Tasks to perform:
A) In the memory scheduling passage, what problem is caused by waiting until after the user finishes asking before searching?
B) List the memory types that the memory scheduling passage ranks by usage efficiency, in the order it gives.

— start of Supplied passage —

Memory Scheduling
1. Capability Introduction
In MemOS, Memory Scheduling improves efficiency and accuracy by dynamically coordinating memories of different usage efficiencies (Parameter > Activated > Working > Other Plaintext). During conversations and tasks, it predicts which memories will be needed and preloads high-efficiency types like activated and working memories, accelerating the reasoning chain.
In complex interactions, if the system only relies on simple global search each time, it may:
- Be too slow: Waiting until after the user finishes asking to search causes high first-token latency.
- Be inaccurate: Too much history overwhelms key information, making retrieval difficult.
The role of scheduling is to give the system “instant readiness and fast response” capabilities:
- Preloading: At the start of the conversation, load the user’s commonly used background.
- Predictive invocation: Before the user finishes typing, prepare the memories that may be needed.
Dimension | Explanation |
---|---|
What to schedule? | Parameter memory (long-term knowledge and skills) Activated memory (runtime KV cache and hidden states) Plaintext memory (externally editable facts, user preferences, retrieval snippets) Supports dynamic migration among Plaintext ⇆ Activated ⇆ Parameter ; frequently used plaintext snippets can be compiled into KV cache in advance; stable templates can be deposited into parameters. |
When to schedule? | When context and efficient memory are insufficient to support answering user queries, memory structures are optimized. Prepare memory content in advance according to the user’s intent and needs. During continuous queries, scheduling ensures high efficiency and accuracy in conversation scenarios. |
Who to schedule for? | Current user, specific role agent, or shared cross-task context |
What form to schedule into? | Memories are tagged with indicators such as heat, timeliness, and importance. The scheduler decides which to load first, which to cool down, and which to archive. |
When using MemOS cloud services, the role of scheduling can be observed through the performance of the searchMemory
API:
- It quickly returns relevant memories, avoiding context breaks.

— end of Supplied passage —
— start of Information provided —

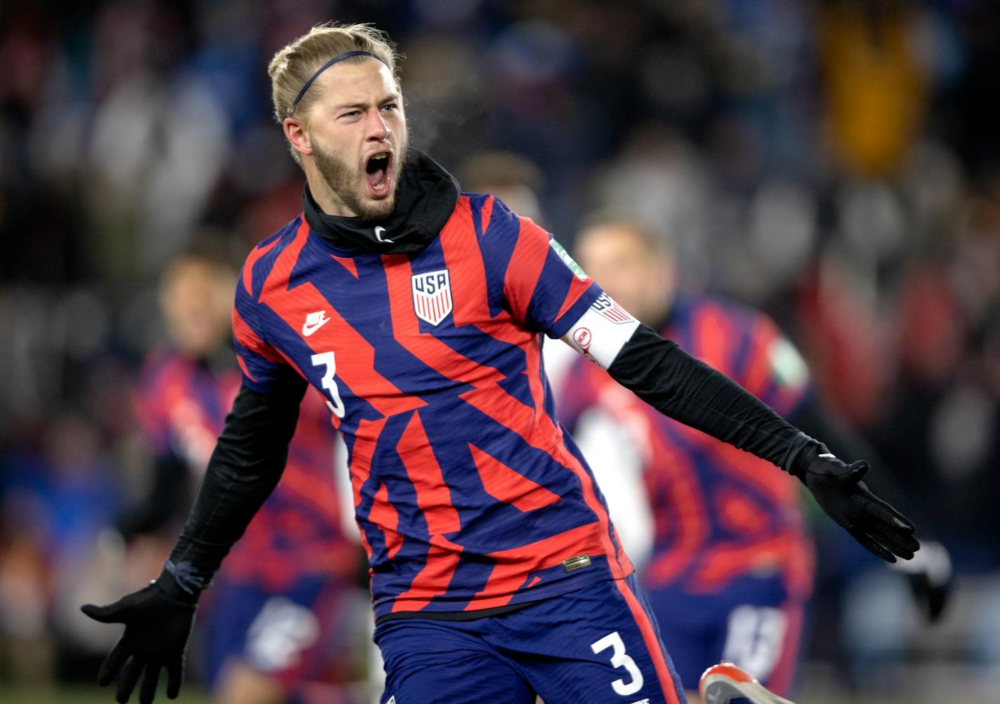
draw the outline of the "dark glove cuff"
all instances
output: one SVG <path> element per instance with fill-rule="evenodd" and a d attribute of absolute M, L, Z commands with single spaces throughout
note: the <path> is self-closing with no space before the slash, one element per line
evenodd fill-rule
<path fill-rule="evenodd" d="M 163 564 L 163 571 L 160 572 L 160 576 L 156 578 L 156 586 L 164 594 L 177 601 L 185 604 L 197 604 L 201 592 L 208 585 L 201 586 L 197 578 L 188 576 L 188 579 L 185 580 L 184 577 L 184 572 L 178 570 L 173 562 L 167 560 Z"/>
<path fill-rule="evenodd" d="M 826 445 L 800 432 L 789 444 L 781 468 L 805 484 L 806 470 L 824 452 L 828 452 Z"/>

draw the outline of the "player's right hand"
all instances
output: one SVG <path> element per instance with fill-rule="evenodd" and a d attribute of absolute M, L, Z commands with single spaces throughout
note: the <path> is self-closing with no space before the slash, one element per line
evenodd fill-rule
<path fill-rule="evenodd" d="M 128 701 L 143 670 L 140 704 L 156 695 L 160 669 L 167 670 L 167 696 L 176 699 L 184 677 L 184 650 L 198 606 L 167 594 L 156 582 L 113 604 L 84 604 L 83 613 L 101 623 L 124 623 L 125 633 L 101 665 L 97 683 L 104 687 L 122 671 L 115 700 Z"/>
<path fill-rule="evenodd" d="M 824 446 L 800 478 L 827 515 L 870 552 L 886 562 L 912 559 L 920 549 L 916 528 L 865 486 L 861 479 L 867 472 L 864 460 L 847 465 Z"/>

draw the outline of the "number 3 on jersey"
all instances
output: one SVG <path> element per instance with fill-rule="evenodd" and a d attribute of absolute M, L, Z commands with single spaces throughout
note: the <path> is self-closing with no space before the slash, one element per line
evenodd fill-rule
<path fill-rule="evenodd" d="M 337 373 L 337 362 L 333 356 L 333 352 L 321 352 L 320 354 L 314 354 L 312 356 L 312 363 L 314 367 L 318 367 L 320 364 L 326 367 L 326 371 L 323 373 L 323 378 L 320 383 L 323 388 L 330 393 L 330 400 L 326 402 L 326 405 L 330 407 L 333 414 L 338 418 L 344 417 L 344 402 L 340 398 L 340 390 L 337 388 L 337 380 L 333 378 L 333 375 Z"/>
<path fill-rule="evenodd" d="M 632 678 L 630 682 L 625 682 L 621 679 L 615 680 L 611 683 L 611 688 L 615 690 L 616 694 L 620 694 L 623 697 L 635 694 L 642 689 L 642 672 L 635 664 L 635 660 L 625 654 L 625 643 L 622 642 L 622 637 L 618 635 L 618 631 L 612 631 L 600 640 L 590 644 L 590 649 L 594 651 L 595 655 L 608 648 L 611 648 L 611 664 L 614 667 L 624 667 L 625 672 Z"/>

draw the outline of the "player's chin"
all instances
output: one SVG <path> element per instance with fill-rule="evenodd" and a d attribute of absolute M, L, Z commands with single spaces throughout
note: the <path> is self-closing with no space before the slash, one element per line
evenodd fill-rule
<path fill-rule="evenodd" d="M 392 215 L 396 207 L 396 194 L 388 193 L 378 198 L 373 198 L 368 194 L 362 199 L 361 216 L 364 220 L 384 220 Z"/>

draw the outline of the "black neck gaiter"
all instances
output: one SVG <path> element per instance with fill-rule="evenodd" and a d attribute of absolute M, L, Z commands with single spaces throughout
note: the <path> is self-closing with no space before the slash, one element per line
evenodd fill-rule
<path fill-rule="evenodd" d="M 411 149 L 400 173 L 396 207 L 383 220 L 327 215 L 306 183 L 302 208 L 313 232 L 335 247 L 378 254 L 419 252 L 438 236 L 458 202 L 459 186 L 444 167 Z"/>

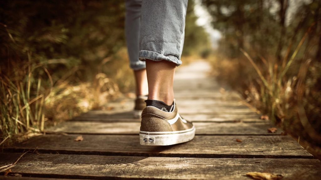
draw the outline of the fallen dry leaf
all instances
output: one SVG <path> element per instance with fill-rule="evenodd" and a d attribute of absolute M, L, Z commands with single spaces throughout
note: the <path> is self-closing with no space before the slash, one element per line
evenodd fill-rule
<path fill-rule="evenodd" d="M 82 136 L 80 135 L 79 136 L 77 136 L 76 139 L 74 139 L 75 141 L 81 141 L 83 140 L 83 138 L 82 137 Z"/>
<path fill-rule="evenodd" d="M 6 176 L 7 175 L 8 175 L 8 173 L 9 173 L 11 172 L 12 172 L 12 171 L 11 171 L 11 169 L 7 169 L 7 170 L 5 171 L 5 172 L 4 173 L 4 176 Z"/>
<path fill-rule="evenodd" d="M 277 129 L 276 127 L 271 127 L 271 128 L 269 128 L 268 129 L 267 131 L 269 133 L 274 133 L 278 129 Z"/>
<path fill-rule="evenodd" d="M 283 176 L 281 174 L 258 172 L 250 172 L 246 173 L 246 175 L 254 179 L 259 180 L 279 180 L 283 178 Z"/>
<path fill-rule="evenodd" d="M 262 115 L 262 116 L 261 116 L 261 117 L 260 118 L 260 119 L 263 119 L 264 120 L 268 120 L 269 117 L 267 115 Z"/>

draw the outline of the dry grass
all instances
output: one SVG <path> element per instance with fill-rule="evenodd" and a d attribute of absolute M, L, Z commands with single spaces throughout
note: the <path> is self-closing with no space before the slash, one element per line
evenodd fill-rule
<path fill-rule="evenodd" d="M 0 145 L 41 135 L 47 127 L 90 110 L 103 109 L 121 90 L 130 89 L 133 79 L 126 50 L 103 60 L 92 82 L 73 82 L 77 67 L 55 80 L 42 64 L 30 63 L 22 70 L 13 64 L 15 73 L 0 78 Z M 46 78 L 39 76 L 41 73 Z"/>

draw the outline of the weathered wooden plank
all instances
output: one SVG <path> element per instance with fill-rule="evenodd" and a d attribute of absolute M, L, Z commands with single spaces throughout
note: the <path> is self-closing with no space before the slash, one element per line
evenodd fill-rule
<path fill-rule="evenodd" d="M 266 121 L 260 119 L 257 114 L 242 115 L 220 114 L 209 115 L 202 114 L 188 114 L 180 113 L 186 119 L 192 122 L 262 122 Z M 140 118 L 134 119 L 132 111 L 108 114 L 103 111 L 92 113 L 88 113 L 74 117 L 71 120 L 106 122 L 140 122 Z"/>
<path fill-rule="evenodd" d="M 268 123 L 248 123 L 242 122 L 195 122 L 196 134 L 225 135 L 268 135 L 280 134 L 268 132 L 267 129 L 273 127 Z M 48 131 L 71 134 L 138 134 L 139 122 L 100 122 L 69 121 L 62 123 L 48 130 Z"/>
<path fill-rule="evenodd" d="M 233 116 L 229 117 L 223 116 L 222 117 L 210 115 L 198 116 L 193 115 L 182 115 L 185 119 L 193 122 L 242 122 L 245 123 L 255 123 L 267 122 L 265 120 L 262 120 L 257 118 L 242 118 L 237 117 L 233 118 Z M 208 117 L 208 118 L 207 117 Z M 71 121 L 99 121 L 106 122 L 140 122 L 141 118 L 134 119 L 132 116 L 127 117 L 117 116 L 80 116 L 75 117 L 73 119 L 69 120 Z"/>
<path fill-rule="evenodd" d="M 119 116 L 120 117 L 125 117 L 126 116 L 128 118 L 130 118 L 130 116 L 131 116 L 133 114 L 132 109 L 128 110 L 126 111 L 122 110 L 115 110 L 115 111 L 94 111 L 94 112 L 88 112 L 86 113 L 82 114 L 80 116 L 83 117 L 90 117 L 91 116 L 99 115 L 105 115 L 108 116 Z M 253 112 L 230 112 L 227 113 L 225 111 L 211 111 L 207 112 L 203 112 L 200 113 L 196 111 L 194 111 L 194 112 L 190 112 L 187 111 L 185 112 L 181 112 L 179 111 L 179 112 L 180 114 L 185 115 L 209 115 L 216 116 L 245 116 L 248 115 L 251 116 L 252 117 L 255 116 L 256 117 L 258 117 L 259 116 L 256 113 Z"/>
<path fill-rule="evenodd" d="M 190 142 L 155 147 L 139 144 L 137 135 L 46 135 L 4 149 L 22 152 L 36 149 L 40 153 L 198 158 L 311 158 L 312 156 L 288 136 L 196 135 Z M 241 140 L 237 142 L 236 139 Z"/>
<path fill-rule="evenodd" d="M 9 174 L 13 173 L 10 173 Z M 15 177 L 13 176 L 0 176 L 0 180 L 71 180 L 70 179 L 61 179 L 60 178 L 46 178 L 44 177 Z M 72 180 L 80 180 L 79 179 L 73 179 Z M 82 179 L 82 180 L 86 180 Z"/>
<path fill-rule="evenodd" d="M 0 154 L 0 165 L 21 153 Z M 93 179 L 128 178 L 248 179 L 253 171 L 282 174 L 288 179 L 317 180 L 317 160 L 198 158 L 29 154 L 12 169 L 27 176 Z"/>

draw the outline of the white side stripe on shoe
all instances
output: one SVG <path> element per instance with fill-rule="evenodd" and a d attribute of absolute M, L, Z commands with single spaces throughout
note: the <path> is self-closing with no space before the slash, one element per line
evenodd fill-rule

— end of Information provided —

Responses to the exercise:
A) High first-token latency.

B) Parameter, Activated, Working, Other Plaintext